*Dataset entries*:

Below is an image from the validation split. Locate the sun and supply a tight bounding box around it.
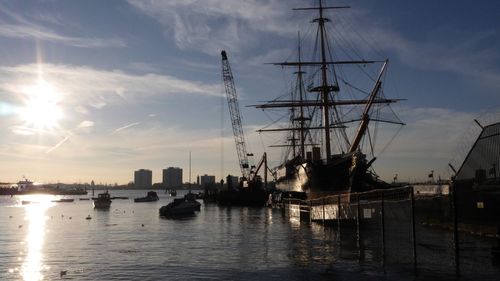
[20,80,63,130]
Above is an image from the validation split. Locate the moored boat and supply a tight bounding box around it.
[159,193,201,217]
[134,191,160,203]
[92,191,111,209]
[256,0,404,198]
[52,198,75,203]
[168,189,177,197]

*Exercise directions*:
Lay out every line of the items above as a JSON list of strings, one string per line. Skip blank lines and leave the pictures out.

*Exercise output*:
[
  "Below is an image from the validation split. Locate the sun and supply a tight bounding box around it.",
  "[20,80,63,130]",
  "Above is an image from the validation split. Locate the moored boat and supply a tight bounding box around it.",
  "[159,193,201,217]",
  "[134,191,160,203]",
  "[92,191,111,209]",
  "[256,0,404,198]",
  "[52,198,75,203]",
  "[168,189,177,197]"
]